§ WHAT NEEDS TO BE DONE:
Please set down, unchanged, the line containing "just looking for the bird perched" and all the lines that follow it until the data below ends.

§ ENTRIES SHOWN:
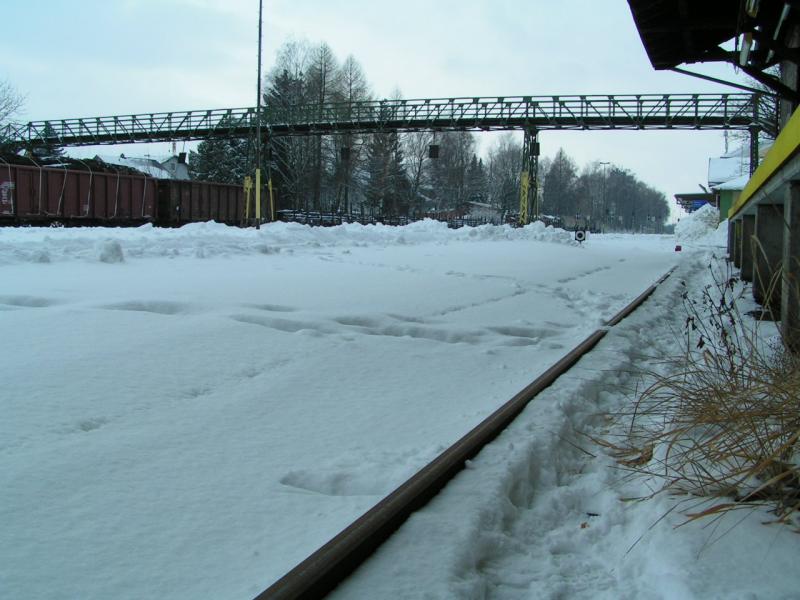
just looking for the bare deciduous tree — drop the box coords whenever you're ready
[1,79,24,128]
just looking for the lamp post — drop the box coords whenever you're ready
[599,161,610,232]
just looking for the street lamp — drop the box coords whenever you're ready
[599,161,610,232]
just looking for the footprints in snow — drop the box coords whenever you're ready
[76,417,108,433]
[246,303,297,313]
[279,470,387,497]
[231,308,566,348]
[556,264,612,284]
[100,300,190,315]
[1,292,573,349]
[0,295,61,309]
[279,447,432,497]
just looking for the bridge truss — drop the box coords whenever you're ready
[0,92,773,224]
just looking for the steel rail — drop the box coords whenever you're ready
[3,93,767,147]
[255,266,677,600]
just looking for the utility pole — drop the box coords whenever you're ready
[599,161,610,233]
[254,0,263,230]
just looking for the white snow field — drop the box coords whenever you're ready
[1,219,797,599]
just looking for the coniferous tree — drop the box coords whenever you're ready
[30,122,66,163]
[188,116,249,184]
[265,67,308,209]
[264,40,313,210]
[429,131,475,210]
[466,154,488,203]
[542,148,578,217]
[364,131,408,216]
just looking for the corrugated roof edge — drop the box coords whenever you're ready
[729,106,800,219]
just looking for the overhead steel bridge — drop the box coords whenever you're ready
[1,93,770,147]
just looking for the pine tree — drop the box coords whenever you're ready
[30,122,66,163]
[542,148,578,217]
[429,132,475,210]
[364,131,408,216]
[466,154,488,203]
[265,67,308,210]
[188,116,249,184]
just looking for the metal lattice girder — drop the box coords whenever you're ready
[5,93,768,147]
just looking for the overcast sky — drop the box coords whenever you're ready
[2,0,754,221]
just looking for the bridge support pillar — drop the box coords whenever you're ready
[749,125,760,175]
[753,203,783,313]
[519,129,539,226]
[740,214,755,282]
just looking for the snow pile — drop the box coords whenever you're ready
[96,240,125,263]
[706,218,729,247]
[0,219,575,265]
[675,203,721,244]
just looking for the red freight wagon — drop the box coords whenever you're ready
[0,162,156,224]
[0,161,272,227]
[156,179,261,226]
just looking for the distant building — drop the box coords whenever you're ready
[711,174,749,222]
[157,153,190,180]
[677,143,776,223]
[701,143,772,223]
[708,145,750,188]
[94,153,190,180]
[674,192,716,214]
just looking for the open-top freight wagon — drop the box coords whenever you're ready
[0,162,267,227]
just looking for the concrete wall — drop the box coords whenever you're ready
[753,203,783,312]
[783,183,800,350]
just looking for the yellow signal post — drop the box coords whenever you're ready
[519,128,539,227]
[268,176,275,222]
[255,168,261,229]
[244,175,253,224]
[518,171,529,226]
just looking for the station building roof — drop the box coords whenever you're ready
[627,0,739,70]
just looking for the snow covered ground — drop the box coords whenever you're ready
[1,219,796,599]
[333,223,800,600]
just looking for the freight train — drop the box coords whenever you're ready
[0,161,269,227]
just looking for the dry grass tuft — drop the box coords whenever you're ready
[614,259,800,528]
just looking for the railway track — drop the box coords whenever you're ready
[255,266,677,600]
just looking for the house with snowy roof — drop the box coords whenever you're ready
[711,173,750,223]
[681,142,774,223]
[94,153,190,180]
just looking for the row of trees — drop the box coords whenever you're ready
[189,41,489,218]
[541,149,670,231]
[190,40,669,229]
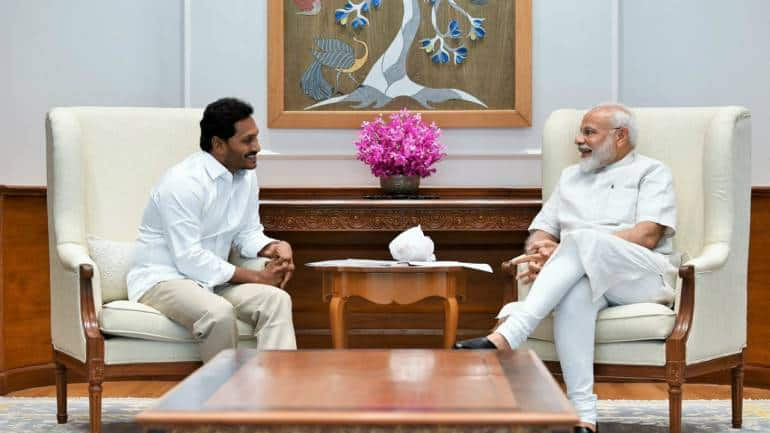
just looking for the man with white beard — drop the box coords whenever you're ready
[454,103,678,433]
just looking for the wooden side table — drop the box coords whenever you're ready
[314,265,467,349]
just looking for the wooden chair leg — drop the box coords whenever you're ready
[732,362,744,428]
[88,358,104,433]
[55,362,68,424]
[668,380,683,433]
[89,379,103,433]
[666,361,685,433]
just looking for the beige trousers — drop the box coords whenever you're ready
[140,279,296,362]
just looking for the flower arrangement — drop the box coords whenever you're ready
[355,109,446,178]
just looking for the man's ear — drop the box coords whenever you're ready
[616,127,630,148]
[211,136,224,154]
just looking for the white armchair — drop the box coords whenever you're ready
[46,107,267,433]
[509,106,751,433]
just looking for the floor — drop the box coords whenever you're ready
[8,381,770,400]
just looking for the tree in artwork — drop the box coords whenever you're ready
[299,0,489,110]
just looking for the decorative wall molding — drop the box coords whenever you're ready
[261,206,536,232]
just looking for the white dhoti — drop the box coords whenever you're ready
[495,229,677,425]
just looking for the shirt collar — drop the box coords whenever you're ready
[600,150,636,172]
[201,151,232,181]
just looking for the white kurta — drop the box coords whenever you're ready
[126,151,275,302]
[493,151,679,424]
[529,151,678,301]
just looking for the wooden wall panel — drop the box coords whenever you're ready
[0,187,53,394]
[1,185,769,393]
[746,188,770,385]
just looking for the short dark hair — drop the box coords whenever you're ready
[199,97,254,152]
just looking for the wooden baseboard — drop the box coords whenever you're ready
[746,365,770,389]
[0,363,55,394]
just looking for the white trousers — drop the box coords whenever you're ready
[495,229,675,424]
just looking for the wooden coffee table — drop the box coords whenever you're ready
[137,349,577,433]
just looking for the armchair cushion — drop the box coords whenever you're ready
[99,300,255,343]
[87,236,135,303]
[530,303,676,343]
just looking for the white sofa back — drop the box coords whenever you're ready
[542,106,751,264]
[47,107,204,304]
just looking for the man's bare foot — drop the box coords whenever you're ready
[487,333,512,350]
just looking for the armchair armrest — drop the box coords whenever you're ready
[50,242,104,362]
[501,259,533,301]
[56,241,104,309]
[57,242,96,272]
[78,264,106,372]
[666,265,695,364]
[684,242,729,273]
[680,243,746,364]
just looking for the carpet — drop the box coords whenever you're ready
[1,397,769,432]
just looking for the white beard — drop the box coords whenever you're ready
[579,136,617,173]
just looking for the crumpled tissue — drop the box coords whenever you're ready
[389,225,436,262]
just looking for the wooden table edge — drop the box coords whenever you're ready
[308,265,468,273]
[136,410,579,426]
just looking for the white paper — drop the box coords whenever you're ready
[408,261,493,273]
[306,258,492,273]
[305,259,400,267]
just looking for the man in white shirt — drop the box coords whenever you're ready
[454,103,677,433]
[127,97,296,362]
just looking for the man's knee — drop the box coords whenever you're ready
[237,284,293,320]
[208,299,237,320]
[267,287,292,313]
[192,298,236,340]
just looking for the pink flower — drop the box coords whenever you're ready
[355,108,446,178]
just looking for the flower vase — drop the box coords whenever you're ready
[380,175,420,196]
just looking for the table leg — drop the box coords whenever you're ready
[329,296,348,349]
[443,296,459,349]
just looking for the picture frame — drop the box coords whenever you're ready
[268,0,531,128]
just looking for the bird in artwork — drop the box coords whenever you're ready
[292,0,322,16]
[300,36,369,101]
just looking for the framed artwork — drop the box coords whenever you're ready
[268,0,531,128]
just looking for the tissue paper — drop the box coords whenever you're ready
[389,225,436,262]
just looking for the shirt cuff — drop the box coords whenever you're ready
[239,236,277,259]
[637,216,677,237]
[212,261,237,286]
[528,223,560,239]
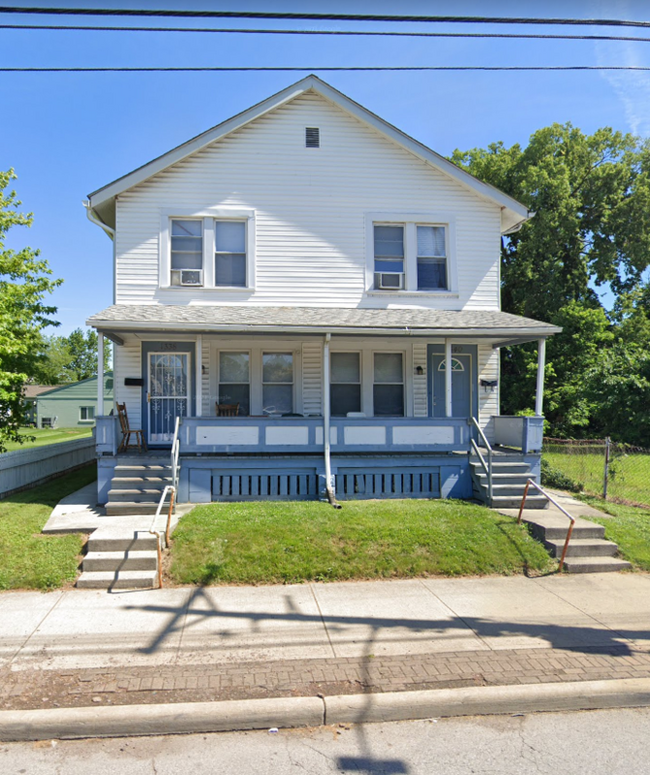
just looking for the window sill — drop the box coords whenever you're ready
[365,290,459,298]
[161,286,254,292]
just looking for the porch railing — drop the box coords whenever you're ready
[171,416,180,496]
[470,416,493,504]
[178,416,472,455]
[149,484,176,589]
[493,416,544,454]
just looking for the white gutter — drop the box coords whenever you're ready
[84,200,115,239]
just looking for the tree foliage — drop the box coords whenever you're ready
[37,328,110,385]
[451,124,650,442]
[0,169,61,451]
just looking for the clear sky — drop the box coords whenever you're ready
[3,0,650,334]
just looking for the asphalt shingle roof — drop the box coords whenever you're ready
[87,305,560,337]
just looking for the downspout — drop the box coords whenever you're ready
[322,333,341,509]
[84,200,115,239]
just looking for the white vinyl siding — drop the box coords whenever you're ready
[113,340,142,430]
[114,92,501,310]
[478,344,499,442]
[301,341,322,416]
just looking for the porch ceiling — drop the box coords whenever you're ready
[87,305,561,344]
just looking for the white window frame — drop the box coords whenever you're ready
[79,405,95,422]
[261,352,295,415]
[329,350,363,417]
[365,212,458,296]
[372,351,406,417]
[217,350,252,415]
[159,208,256,290]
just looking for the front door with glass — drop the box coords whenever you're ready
[147,352,191,444]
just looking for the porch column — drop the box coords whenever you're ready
[444,339,453,418]
[535,337,546,416]
[97,332,104,416]
[196,334,203,417]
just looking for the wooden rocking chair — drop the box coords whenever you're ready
[116,402,147,453]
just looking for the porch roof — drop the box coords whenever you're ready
[87,305,560,343]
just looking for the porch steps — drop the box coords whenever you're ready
[105,460,172,517]
[521,512,631,573]
[469,455,548,510]
[77,525,161,590]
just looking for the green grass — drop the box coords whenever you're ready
[0,466,96,590]
[544,451,650,506]
[579,495,650,571]
[169,499,556,585]
[3,427,93,452]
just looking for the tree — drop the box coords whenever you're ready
[0,169,61,451]
[37,328,110,384]
[451,125,650,438]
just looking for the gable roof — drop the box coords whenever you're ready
[87,75,530,234]
[35,372,114,399]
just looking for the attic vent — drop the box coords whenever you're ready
[305,127,320,148]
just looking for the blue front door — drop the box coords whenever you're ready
[431,354,472,418]
[147,351,191,445]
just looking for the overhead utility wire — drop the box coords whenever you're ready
[5,65,650,72]
[4,23,650,44]
[2,7,650,30]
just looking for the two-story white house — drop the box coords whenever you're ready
[86,76,559,513]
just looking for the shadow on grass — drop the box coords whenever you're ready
[493,518,557,578]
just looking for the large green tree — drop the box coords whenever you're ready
[451,125,650,439]
[37,328,110,384]
[0,170,61,451]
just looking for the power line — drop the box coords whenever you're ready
[3,65,650,72]
[3,22,650,45]
[1,7,650,30]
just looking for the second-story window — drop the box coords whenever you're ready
[417,225,447,290]
[170,219,203,286]
[215,220,247,287]
[373,225,404,290]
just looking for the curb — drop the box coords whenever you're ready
[1,678,650,742]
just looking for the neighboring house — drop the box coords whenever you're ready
[36,373,114,429]
[86,76,559,508]
[22,385,58,426]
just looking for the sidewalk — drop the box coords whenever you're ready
[2,574,650,713]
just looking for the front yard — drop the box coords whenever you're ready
[168,499,556,585]
[3,427,93,452]
[0,466,94,590]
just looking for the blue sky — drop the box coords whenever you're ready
[3,0,650,334]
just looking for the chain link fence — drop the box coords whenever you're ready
[542,437,650,509]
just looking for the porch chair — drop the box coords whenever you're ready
[116,402,147,453]
[216,402,240,417]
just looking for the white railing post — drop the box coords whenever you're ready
[444,339,453,418]
[97,332,104,417]
[471,416,493,504]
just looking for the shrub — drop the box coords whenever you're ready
[540,457,583,492]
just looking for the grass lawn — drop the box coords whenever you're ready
[544,451,650,507]
[579,496,650,571]
[0,466,96,590]
[169,499,555,585]
[3,427,93,452]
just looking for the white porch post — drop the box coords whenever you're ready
[322,333,334,499]
[444,339,453,418]
[97,332,104,416]
[535,337,546,416]
[196,334,203,417]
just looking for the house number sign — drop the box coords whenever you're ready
[160,343,178,351]
[452,345,465,353]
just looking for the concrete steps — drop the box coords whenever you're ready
[470,455,547,510]
[77,524,161,590]
[104,460,172,517]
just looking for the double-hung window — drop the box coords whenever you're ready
[370,216,451,293]
[373,353,404,416]
[170,219,203,286]
[330,352,361,416]
[215,220,247,287]
[79,406,95,421]
[218,352,250,416]
[416,225,447,290]
[262,353,294,414]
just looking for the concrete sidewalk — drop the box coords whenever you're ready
[2,573,650,715]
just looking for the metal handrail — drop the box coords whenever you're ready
[470,417,493,504]
[517,478,576,572]
[148,484,176,589]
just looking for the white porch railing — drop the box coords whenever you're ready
[493,416,544,454]
[470,416,493,504]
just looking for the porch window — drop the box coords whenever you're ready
[262,353,294,414]
[170,219,203,286]
[373,353,404,416]
[79,406,95,421]
[417,225,447,290]
[330,352,361,416]
[218,352,250,415]
[215,220,246,287]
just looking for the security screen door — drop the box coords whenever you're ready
[147,352,190,444]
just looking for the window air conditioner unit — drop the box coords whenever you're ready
[375,272,404,290]
[175,269,203,286]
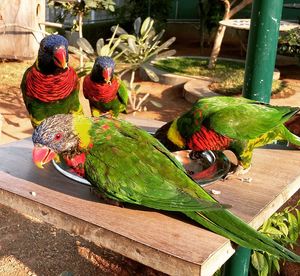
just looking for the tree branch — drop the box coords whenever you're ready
[229,0,252,18]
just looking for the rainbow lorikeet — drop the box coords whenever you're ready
[21,34,83,128]
[83,56,128,117]
[154,96,300,175]
[32,114,300,262]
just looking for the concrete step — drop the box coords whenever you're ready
[183,79,219,103]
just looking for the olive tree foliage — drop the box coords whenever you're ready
[208,0,252,69]
[48,0,116,67]
[71,17,176,112]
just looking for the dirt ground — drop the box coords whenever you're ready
[1,43,300,275]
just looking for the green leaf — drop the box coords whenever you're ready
[263,226,283,236]
[152,29,165,43]
[273,258,280,274]
[96,38,105,56]
[77,37,94,54]
[109,38,121,56]
[100,45,111,56]
[287,212,299,243]
[154,37,176,53]
[140,17,153,37]
[278,222,289,237]
[141,65,159,82]
[68,46,89,60]
[251,251,269,276]
[127,37,138,54]
[111,25,128,35]
[119,34,136,41]
[155,50,177,60]
[108,5,115,12]
[296,209,300,228]
[134,17,141,35]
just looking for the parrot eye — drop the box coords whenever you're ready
[54,133,63,141]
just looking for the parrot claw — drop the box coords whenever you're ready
[90,187,124,207]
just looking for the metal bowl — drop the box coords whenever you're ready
[53,150,231,187]
[172,150,231,186]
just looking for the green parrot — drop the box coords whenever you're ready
[21,34,83,128]
[32,114,300,262]
[154,96,300,175]
[83,56,128,117]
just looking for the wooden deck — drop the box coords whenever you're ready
[1,124,300,275]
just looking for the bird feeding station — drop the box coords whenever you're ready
[0,0,46,60]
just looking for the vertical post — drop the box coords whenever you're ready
[224,247,251,276]
[242,0,283,103]
[225,1,283,275]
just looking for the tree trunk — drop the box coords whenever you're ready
[78,12,83,69]
[208,0,252,69]
[208,0,230,69]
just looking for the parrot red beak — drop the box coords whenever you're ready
[54,46,67,69]
[102,67,112,83]
[33,145,57,169]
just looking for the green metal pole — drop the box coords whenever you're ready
[223,247,251,276]
[242,0,284,103]
[224,1,284,275]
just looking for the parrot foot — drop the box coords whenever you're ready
[90,187,124,207]
[223,164,252,183]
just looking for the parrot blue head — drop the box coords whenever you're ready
[37,34,69,74]
[90,56,115,83]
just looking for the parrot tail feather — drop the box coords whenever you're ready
[185,210,300,262]
[280,125,300,147]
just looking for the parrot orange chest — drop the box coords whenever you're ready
[187,126,231,151]
[63,152,86,177]
[25,66,78,102]
[83,76,120,103]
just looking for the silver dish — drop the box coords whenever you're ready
[173,150,231,186]
[53,150,231,187]
[52,159,91,185]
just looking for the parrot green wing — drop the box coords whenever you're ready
[21,66,83,127]
[177,96,255,139]
[84,118,222,211]
[208,103,299,140]
[117,79,129,106]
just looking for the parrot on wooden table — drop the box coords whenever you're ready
[31,113,300,262]
[83,56,129,117]
[154,96,300,175]
[285,114,300,149]
[21,34,83,128]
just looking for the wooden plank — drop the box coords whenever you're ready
[0,0,45,60]
[0,138,234,276]
[209,146,300,229]
[1,138,300,275]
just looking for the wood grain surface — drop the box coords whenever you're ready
[1,137,300,276]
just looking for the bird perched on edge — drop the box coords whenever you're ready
[32,113,300,263]
[83,56,128,117]
[21,34,83,128]
[154,96,300,175]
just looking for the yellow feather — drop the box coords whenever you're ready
[167,119,185,148]
[73,115,92,149]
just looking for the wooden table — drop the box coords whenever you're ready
[1,124,300,275]
[219,18,299,54]
[283,3,300,9]
[219,19,299,31]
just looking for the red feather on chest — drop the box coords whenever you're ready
[26,66,78,102]
[187,126,231,151]
[64,153,86,177]
[83,76,120,103]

§ TASK RESULT:
just looking for the bird perched on edge — drop the box coords whenever you're ready
[32,113,300,263]
[83,56,128,117]
[21,34,83,128]
[154,96,300,175]
just looking for the yellow feather — drop the box coords whenever you're ready
[167,119,185,148]
[73,115,92,149]
just looking for the wooden table — drop the box coords whenever you're ready
[1,124,300,275]
[219,18,299,54]
[283,3,300,9]
[219,19,299,31]
just looking for the red feather on chest — drop the box coords whenever you're ready
[26,66,78,102]
[187,126,231,151]
[64,153,86,177]
[83,76,120,103]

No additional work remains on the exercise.